:: Input

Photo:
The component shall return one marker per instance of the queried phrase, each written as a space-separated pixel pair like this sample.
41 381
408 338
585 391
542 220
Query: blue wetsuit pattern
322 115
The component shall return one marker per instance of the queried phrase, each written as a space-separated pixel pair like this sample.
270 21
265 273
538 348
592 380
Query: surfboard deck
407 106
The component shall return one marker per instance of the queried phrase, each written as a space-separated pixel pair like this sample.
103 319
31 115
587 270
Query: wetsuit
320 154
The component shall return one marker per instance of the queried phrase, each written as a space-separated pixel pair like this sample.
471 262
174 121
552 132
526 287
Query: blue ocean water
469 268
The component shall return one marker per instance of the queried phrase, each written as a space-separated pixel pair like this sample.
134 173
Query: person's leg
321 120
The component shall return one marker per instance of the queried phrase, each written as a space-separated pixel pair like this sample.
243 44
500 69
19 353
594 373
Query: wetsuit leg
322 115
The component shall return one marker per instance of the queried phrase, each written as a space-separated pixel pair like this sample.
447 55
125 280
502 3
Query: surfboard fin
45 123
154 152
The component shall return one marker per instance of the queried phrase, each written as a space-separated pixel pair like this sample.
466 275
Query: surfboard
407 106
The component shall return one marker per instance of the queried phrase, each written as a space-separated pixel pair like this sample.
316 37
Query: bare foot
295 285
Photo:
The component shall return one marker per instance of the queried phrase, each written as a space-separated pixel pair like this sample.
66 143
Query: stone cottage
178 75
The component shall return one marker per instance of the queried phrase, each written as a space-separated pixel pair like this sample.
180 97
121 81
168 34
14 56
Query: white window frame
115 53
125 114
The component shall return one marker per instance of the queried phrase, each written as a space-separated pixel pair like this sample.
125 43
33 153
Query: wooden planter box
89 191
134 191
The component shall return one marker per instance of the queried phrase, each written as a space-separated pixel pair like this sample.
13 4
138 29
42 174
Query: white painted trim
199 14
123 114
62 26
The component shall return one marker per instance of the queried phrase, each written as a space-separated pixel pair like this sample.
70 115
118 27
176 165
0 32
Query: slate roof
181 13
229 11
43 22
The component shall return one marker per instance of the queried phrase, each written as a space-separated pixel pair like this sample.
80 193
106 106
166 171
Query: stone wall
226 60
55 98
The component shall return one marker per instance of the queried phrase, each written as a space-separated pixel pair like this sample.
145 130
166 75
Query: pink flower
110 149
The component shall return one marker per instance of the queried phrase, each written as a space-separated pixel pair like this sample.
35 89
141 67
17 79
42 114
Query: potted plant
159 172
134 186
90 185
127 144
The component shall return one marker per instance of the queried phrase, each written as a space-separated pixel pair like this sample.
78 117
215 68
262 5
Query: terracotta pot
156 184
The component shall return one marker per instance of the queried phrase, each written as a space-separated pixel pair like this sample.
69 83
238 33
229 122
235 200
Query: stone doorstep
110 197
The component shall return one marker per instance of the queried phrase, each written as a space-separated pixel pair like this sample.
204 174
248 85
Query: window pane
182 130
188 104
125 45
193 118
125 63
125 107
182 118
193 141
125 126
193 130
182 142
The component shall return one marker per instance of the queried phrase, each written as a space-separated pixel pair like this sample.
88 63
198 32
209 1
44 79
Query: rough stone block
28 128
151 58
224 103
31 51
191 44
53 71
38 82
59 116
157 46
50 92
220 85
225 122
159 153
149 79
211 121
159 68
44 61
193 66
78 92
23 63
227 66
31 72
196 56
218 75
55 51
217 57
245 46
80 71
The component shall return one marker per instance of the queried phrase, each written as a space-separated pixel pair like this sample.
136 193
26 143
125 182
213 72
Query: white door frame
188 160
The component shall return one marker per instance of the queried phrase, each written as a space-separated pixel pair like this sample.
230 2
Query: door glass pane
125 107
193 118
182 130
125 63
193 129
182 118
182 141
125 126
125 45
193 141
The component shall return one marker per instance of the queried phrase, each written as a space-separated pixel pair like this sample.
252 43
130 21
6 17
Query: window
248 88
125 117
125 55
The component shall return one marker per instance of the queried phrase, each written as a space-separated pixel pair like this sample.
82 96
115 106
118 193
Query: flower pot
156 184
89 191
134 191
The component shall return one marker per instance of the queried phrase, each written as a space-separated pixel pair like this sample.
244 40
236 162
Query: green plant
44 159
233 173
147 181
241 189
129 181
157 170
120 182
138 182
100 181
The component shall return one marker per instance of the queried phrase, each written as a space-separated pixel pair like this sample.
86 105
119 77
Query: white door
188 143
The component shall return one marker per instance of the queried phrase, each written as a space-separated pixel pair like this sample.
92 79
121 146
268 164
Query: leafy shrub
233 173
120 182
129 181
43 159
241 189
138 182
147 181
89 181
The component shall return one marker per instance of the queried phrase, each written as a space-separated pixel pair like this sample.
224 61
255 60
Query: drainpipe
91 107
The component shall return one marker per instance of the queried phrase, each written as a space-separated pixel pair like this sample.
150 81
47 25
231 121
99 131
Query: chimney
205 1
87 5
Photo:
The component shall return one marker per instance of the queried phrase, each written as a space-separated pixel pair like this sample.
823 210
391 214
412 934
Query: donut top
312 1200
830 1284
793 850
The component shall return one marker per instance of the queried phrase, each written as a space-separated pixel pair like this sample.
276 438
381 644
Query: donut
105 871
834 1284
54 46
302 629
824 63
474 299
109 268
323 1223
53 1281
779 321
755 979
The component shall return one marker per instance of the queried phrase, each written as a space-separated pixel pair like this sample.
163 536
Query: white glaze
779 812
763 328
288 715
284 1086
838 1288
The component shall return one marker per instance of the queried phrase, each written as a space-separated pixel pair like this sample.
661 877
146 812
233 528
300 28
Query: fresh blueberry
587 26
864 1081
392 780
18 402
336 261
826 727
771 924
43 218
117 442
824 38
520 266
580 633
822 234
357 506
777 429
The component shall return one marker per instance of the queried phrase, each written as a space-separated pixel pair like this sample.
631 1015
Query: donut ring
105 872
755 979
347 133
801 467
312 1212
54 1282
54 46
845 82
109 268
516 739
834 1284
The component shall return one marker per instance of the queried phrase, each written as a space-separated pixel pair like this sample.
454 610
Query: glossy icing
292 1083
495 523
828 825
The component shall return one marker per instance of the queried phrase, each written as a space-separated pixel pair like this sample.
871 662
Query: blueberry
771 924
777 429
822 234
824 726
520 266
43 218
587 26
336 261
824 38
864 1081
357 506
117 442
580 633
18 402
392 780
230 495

::::

| What you should do |
Return the lines above exactly, keeping every word.

| Task answer |
Photo:
The component shall return one marker per instance of the queried phrase, each written as a space-separated pixel pair like this sample.
41 381
408 338
585 391
542 220
Query: blue wetsuit pattern
322 115
The component shall return one marker per instance of the queried phrase, each written as a space-separated pixel pair like this sample.
270 21
265 273
538 348
592 380
Query: surfboard deck
407 106
The component shall return one marker per instance of the queried phrase, each written as a space-separated pixel pair like this sample.
103 319
31 115
587 270
Query: wetsuit
320 154
The component shall return one marker per instance of the queried phrase, each written as a space-separated pixel pair like this sample.
471 262
174 121
552 132
526 287
Query: blue ocean water
469 268
The component shall return one marker per instance of the queried phrase, each written as a space-separated pixel pair like this sample.
134 173
Query: person's leg
321 120
The component shall return one marker per instance of the queried phrase, each written as a space-separated pixel pair like this sample.
243 44
500 69
19 353
594 373
Query: wetsuit leg
322 115
The component shall return one marker per instance of the queried phrase, each written as a space-separated pixel pair like this sample.
447 55
125 280
502 3
Query: surfboard fin
45 123
154 152
The component shall return one marker per instance of the queried phrase, each written as a space-separated pixel pair like this sample.
466 275
Query: surfboard
407 106
The component shall return one marker per instance of the queried phrase, each written as a space-separated pixel pair like this sample.
316 37
Query: bare foot
295 285
Photo:
The component shall return one marker per instance of the queried phrase, each written as a space-separated pixel pair like this sample.
66 143
Query: stone cottage
178 75
The component shall return one marker per instance of the queried phrase, each written as a space-separated pixel pair like this sample.
180 97
121 81
168 34
14 56
Query: white window frame
115 53
125 114
The component shall return one marker per instance of the queried phrase, each written as a space-separated pixel pair like this sample.
125 43
33 153
Query: wooden planter box
89 191
134 191
The component shall return one marker per instance of the queried phrase, each written as a space-separated pixel pair like this sample.
13 4
138 29
42 174
Query: white painted trim
199 14
123 114
62 26
The component shall return one marker per instance of the queried phrase, each written as a space-separated pixel pair like this sample.
70 115
118 27
176 165
0 32
Query: slate roof
181 13
229 11
43 22
The component shall return one marker per instance of the queried phrase, each written as a space-separated pixel pair like this sample.
80 193
106 106
166 171
Query: stone wall
226 60
55 98
The component shall return one marker per instance of the queried phrase, each written as a space-separated pixel pair like this sample.
145 130
166 75
Query: pink flower
110 149
The component shall return one marker per instance of the queried phrase, each written as a space-separated pixel pair like this sample.
35 89
141 67
17 79
42 114
Query: potted plant
159 172
134 186
90 185
127 144
The component shall return one marker per instance of the queried phrase, each written as a space-separated pixel pair like this sample.
78 117
215 68
262 5
Query: terracotta pot
156 184
The component shall return one marker per instance of the queried phrase, each written as a space-separated pixel pair like this sample.
69 83
238 33
229 122
235 200
Query: stone doorstep
110 197
The component shall return one marker per instance of the queried phrase, each written as a space-separated pixel pair like this sample.
204 174
248 85
Query: window pane
182 130
188 104
125 45
193 118
125 63
125 107
182 118
193 141
125 126
193 130
182 142
The component shall return one marker per instance of the queried phrase, each written as a space-separated pixel pair like this sample.
88 63
198 32
209 1
44 79
Query: rough stone block
28 128
151 58
224 103
31 51
191 44
53 71
38 82
59 116
157 46
50 92
220 85
225 122
159 153
149 79
211 121
159 68
44 61
193 66
78 92
23 63
227 66
31 72
196 56
218 75
55 51
217 57
245 46
80 71
The component shall return one marker per instance of the queried phrase, each written as a space-separated pixel pair like this sample.
136 193
26 143
125 182
213 72
Query: white door frame
188 160
The component shall return one marker per instance of the queried phrase, each written as a space-separated pixel pair like this sample.
230 2
Query: door glass pane
125 107
193 118
182 130
125 63
193 129
182 118
182 141
125 126
125 45
193 141
The component shall return one marker per instance of the queried phrase, each written as a space-separated pixel pair like this sample.
252 43
130 21
6 17
Query: window
248 88
125 117
125 55
The component shall return one marker per instance of the queried phrase, each written as a space-separated pixel pair like this sample.
82 96
115 106
118 193
Query: flower pot
156 184
89 191
134 191
The component shall return one marker per instance of the queried phrase, each written as a space-separated pixel pair like this sample.
244 40
236 162
Query: green plant
44 159
233 173
147 181
241 189
129 181
157 170
120 182
138 182
100 181
The component shall return one marker per instance of the queried phrase, each written as a space-separated pixel pair like this sample.
86 105
119 77
Query: white door
188 143
The component shall return one marker per instance of the queried phrase, each written as a space-separated pixel pair like this sample.
92 79
121 146
268 164
Query: leafy shrub
233 173
120 182
129 181
43 159
241 189
138 182
147 181
89 181
The component shall return one marker per instance of the queried phrase, each written as a space-separated pixel pair like this sample.
224 61
255 60
Query: drainpipe
91 107
The component shall return one marker per instance of the queried phrase, each written as a space-separated pixel pair like this sample.
150 81
47 25
231 121
99 131
Query: chimney
205 1
87 5
Photo:
The component shall return one marker per instance of the queried phrase, each written as a space-separated pixel pair like this sample.
823 210
391 214
412 934
Query: donut top
312 1200
830 1284
793 850
The component shall return one marker per instance of the queried phrase, each written as a space-separated pixel pair like this sample.
276 438
381 644
Query: donut
105 871
834 1284
54 46
302 629
824 63
474 299
109 268
323 1223
53 1281
779 321
755 979
The component shall return one marker per instance of the queried phrase, each written as a space-separated pixel pair like this sample.
163 536
Query: white glaze
779 812
763 328
288 715
284 1086
838 1288
The component shall return one marker per instance of the queried phrase, each written as a space-separated pixel pair like this sample.
661 877
146 812
233 528
300 28
Query: fresh blueberry
587 26
864 1081
392 780
18 402
336 261
826 727
771 924
43 218
117 442
824 38
520 266
580 633
822 234
357 506
777 429
The component shall return one marker per instance of the queried phrase, each written as a space-separated pixel pair like this sample.
631 1015
Query: donut ring
105 872
755 979
347 133
801 467
312 1212
54 1282
54 46
845 82
109 268
516 739
834 1284
The component shall return one marker per instance of the queried phrase, each written as a space-separated pixel pair like this sample.
454 610
Query: glossy icing
292 1083
495 523
828 825
The component shall return one marker per instance of the queried phrase, each written as a space-separated pixel pair like this sample.
871 662
Query: blueberry
771 924
777 429
822 234
824 726
520 266
43 218
587 26
336 261
824 38
864 1081
357 506
117 442
580 633
18 402
392 780
230 495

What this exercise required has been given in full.